An exact copy of every record below is needed, with all pictures removed.

=== Section Start ===

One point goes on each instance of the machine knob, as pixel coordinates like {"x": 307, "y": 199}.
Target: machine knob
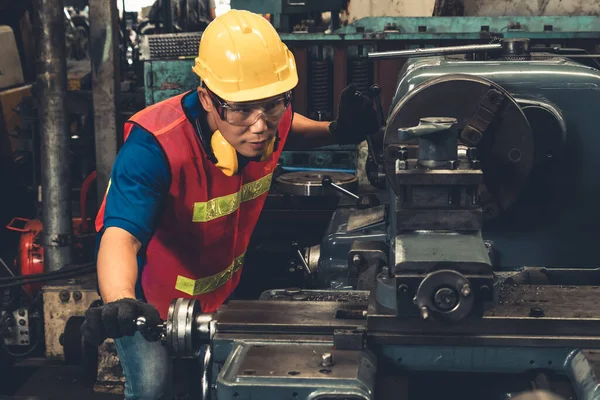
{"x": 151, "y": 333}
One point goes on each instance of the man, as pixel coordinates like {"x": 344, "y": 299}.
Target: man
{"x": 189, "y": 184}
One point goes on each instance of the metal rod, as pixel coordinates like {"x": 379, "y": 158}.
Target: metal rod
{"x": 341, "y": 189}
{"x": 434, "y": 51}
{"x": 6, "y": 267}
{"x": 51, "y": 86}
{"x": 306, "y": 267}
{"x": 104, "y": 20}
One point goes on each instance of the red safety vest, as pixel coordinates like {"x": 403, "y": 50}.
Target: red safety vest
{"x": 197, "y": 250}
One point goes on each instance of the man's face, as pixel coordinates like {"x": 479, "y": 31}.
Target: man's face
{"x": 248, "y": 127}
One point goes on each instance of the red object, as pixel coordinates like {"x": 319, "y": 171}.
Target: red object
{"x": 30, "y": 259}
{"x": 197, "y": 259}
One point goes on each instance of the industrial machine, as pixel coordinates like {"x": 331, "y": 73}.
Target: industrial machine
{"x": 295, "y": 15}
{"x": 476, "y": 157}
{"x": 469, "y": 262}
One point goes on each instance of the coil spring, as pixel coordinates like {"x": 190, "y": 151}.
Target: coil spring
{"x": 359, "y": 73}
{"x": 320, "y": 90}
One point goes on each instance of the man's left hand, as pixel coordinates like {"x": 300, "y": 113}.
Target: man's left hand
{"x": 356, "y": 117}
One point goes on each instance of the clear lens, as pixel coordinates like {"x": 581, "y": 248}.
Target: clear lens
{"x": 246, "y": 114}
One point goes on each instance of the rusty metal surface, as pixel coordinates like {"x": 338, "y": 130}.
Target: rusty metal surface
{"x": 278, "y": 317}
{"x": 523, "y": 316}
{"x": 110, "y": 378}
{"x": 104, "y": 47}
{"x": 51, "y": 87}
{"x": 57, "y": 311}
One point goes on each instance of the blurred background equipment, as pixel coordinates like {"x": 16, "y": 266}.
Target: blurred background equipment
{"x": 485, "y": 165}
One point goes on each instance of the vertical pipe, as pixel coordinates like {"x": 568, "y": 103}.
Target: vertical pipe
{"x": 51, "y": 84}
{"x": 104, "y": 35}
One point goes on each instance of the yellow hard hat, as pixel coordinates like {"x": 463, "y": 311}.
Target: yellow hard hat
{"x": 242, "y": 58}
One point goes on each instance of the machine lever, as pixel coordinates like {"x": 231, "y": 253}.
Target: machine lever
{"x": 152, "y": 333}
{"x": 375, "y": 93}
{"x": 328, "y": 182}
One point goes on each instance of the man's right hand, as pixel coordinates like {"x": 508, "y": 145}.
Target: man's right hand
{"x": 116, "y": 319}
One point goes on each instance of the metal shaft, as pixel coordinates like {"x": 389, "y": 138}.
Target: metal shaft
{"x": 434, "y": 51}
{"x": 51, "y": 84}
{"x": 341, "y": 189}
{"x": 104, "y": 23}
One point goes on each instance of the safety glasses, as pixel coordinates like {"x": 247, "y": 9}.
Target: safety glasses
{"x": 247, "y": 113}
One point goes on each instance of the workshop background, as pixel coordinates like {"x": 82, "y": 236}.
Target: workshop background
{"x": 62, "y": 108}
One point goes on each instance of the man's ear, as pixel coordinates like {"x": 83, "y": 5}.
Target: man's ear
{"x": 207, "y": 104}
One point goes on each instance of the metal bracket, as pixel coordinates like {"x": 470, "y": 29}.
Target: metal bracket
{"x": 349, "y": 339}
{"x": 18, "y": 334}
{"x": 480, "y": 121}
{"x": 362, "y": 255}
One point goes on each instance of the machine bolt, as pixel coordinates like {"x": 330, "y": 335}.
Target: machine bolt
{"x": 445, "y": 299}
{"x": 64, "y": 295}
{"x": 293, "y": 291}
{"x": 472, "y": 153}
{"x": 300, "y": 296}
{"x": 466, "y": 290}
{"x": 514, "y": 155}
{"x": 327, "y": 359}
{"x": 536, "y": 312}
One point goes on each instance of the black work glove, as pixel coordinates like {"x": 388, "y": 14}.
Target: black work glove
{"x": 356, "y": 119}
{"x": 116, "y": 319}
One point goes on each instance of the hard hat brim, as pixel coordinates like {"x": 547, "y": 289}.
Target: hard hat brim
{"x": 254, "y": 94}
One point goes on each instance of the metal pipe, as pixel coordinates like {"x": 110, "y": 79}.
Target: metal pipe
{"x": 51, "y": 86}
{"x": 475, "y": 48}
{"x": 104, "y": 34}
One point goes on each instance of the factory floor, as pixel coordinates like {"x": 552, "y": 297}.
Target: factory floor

=== Section End ===

* **Result for this task**:
One point goes on each instance of the machine knob, as pixel coordinates like {"x": 307, "y": 199}.
Target: machine knob
{"x": 151, "y": 333}
One point goes on each instance of the man, as pixel coordinates like {"x": 344, "y": 299}.
Target: man
{"x": 189, "y": 184}
One point goes on each instance of the metal rod, as pixel coordinates like {"x": 379, "y": 158}.
Target: metal rod
{"x": 341, "y": 189}
{"x": 434, "y": 51}
{"x": 6, "y": 267}
{"x": 51, "y": 86}
{"x": 306, "y": 267}
{"x": 104, "y": 20}
One point goes on each instance of the red safety vest, as pixel coordinates like {"x": 403, "y": 50}.
Target: red safety vest
{"x": 197, "y": 250}
One point goes on each instance of the man's face, as pixel coordinates like {"x": 479, "y": 31}.
Target: man's face
{"x": 248, "y": 127}
One point goes on each instance of the red object, as pixel coordinates like {"x": 319, "y": 171}.
Target: red object
{"x": 30, "y": 259}
{"x": 197, "y": 259}
One point goes on each instance of the industrial machine, as pixel coordinates like {"x": 331, "y": 73}.
Target: industrial machine
{"x": 295, "y": 15}
{"x": 476, "y": 157}
{"x": 469, "y": 262}
One point goes on each instance of the coil spring, as pixel coordinates like {"x": 190, "y": 151}.
Target: coil spring
{"x": 359, "y": 73}
{"x": 320, "y": 90}
One point goes on each instance of the man's left hand, as pixel coordinates like {"x": 300, "y": 113}.
Target: man's left hand
{"x": 356, "y": 117}
One point goes on each instance of the clear lens, as pixel coordinates like {"x": 581, "y": 248}.
Target: clear lens
{"x": 246, "y": 114}
One point goes on each instance of the rusty metal surface, as pixel coordinates like {"x": 338, "y": 130}.
Target: rusty metal surface
{"x": 278, "y": 317}
{"x": 523, "y": 316}
{"x": 110, "y": 378}
{"x": 104, "y": 47}
{"x": 51, "y": 87}
{"x": 57, "y": 311}
One point goes on each instance of the blurred background equipment, as pixel coordinates like {"x": 16, "y": 266}.
Target: blurred background equipment
{"x": 485, "y": 165}
One point goes on each instance of the vertical pipe, as pixel coordinates like {"x": 568, "y": 103}.
Target: vertical pipe
{"x": 51, "y": 84}
{"x": 104, "y": 35}
One point goes on each instance of the yellow hard hat, as pixel coordinates like {"x": 463, "y": 311}.
Target: yellow hard hat
{"x": 242, "y": 58}
One point goes on each instance of the machine lever, as pixel coordinates like {"x": 231, "y": 253}.
Target: machine lever
{"x": 152, "y": 333}
{"x": 375, "y": 93}
{"x": 328, "y": 182}
One point goes on each instance of the man's right hand, as pixel coordinates like {"x": 508, "y": 145}.
Target: man's right hand
{"x": 116, "y": 319}
One point goes on each instance of the metal shaft, as pixel coordinates like {"x": 389, "y": 138}.
Target: metal shaft
{"x": 434, "y": 51}
{"x": 51, "y": 84}
{"x": 341, "y": 189}
{"x": 104, "y": 23}
One point goes on each instance of the safety glasses, as pixel coordinates like {"x": 247, "y": 9}.
Target: safety glasses
{"x": 247, "y": 113}
One point goes on each instance of the workshop background, as pixel coordinates like {"x": 82, "y": 236}.
Target: workshop background
{"x": 62, "y": 108}
One point goes on each instance of the man's ear, as pixel coordinates like {"x": 83, "y": 5}.
Target: man's ear
{"x": 207, "y": 104}
One point goes on each instance of the metal bracket, as pixel coordinates like {"x": 470, "y": 29}.
Target: metal bracket
{"x": 349, "y": 339}
{"x": 18, "y": 334}
{"x": 480, "y": 121}
{"x": 362, "y": 255}
One point goes on each instance of the machine bolt, as pixel coordinates like {"x": 330, "y": 335}.
Target: machine bolt
{"x": 445, "y": 299}
{"x": 64, "y": 295}
{"x": 293, "y": 291}
{"x": 472, "y": 153}
{"x": 300, "y": 296}
{"x": 466, "y": 290}
{"x": 514, "y": 155}
{"x": 327, "y": 359}
{"x": 536, "y": 312}
One point goes on each instance of the black work glove, as pixel coordinates like {"x": 388, "y": 14}.
Target: black work glove
{"x": 356, "y": 119}
{"x": 116, "y": 319}
One point goes on each instance of the hard hat brim, as pixel coordinates like {"x": 547, "y": 289}.
Target: hard hat brim
{"x": 254, "y": 94}
One point goes on each instance of the metal pipe, as pixel coordinates like {"x": 110, "y": 79}.
Target: metal pipe
{"x": 51, "y": 86}
{"x": 475, "y": 48}
{"x": 104, "y": 34}
One point goes on each instance of the factory floor, as pixel coordinates like {"x": 552, "y": 297}.
Target: factory floor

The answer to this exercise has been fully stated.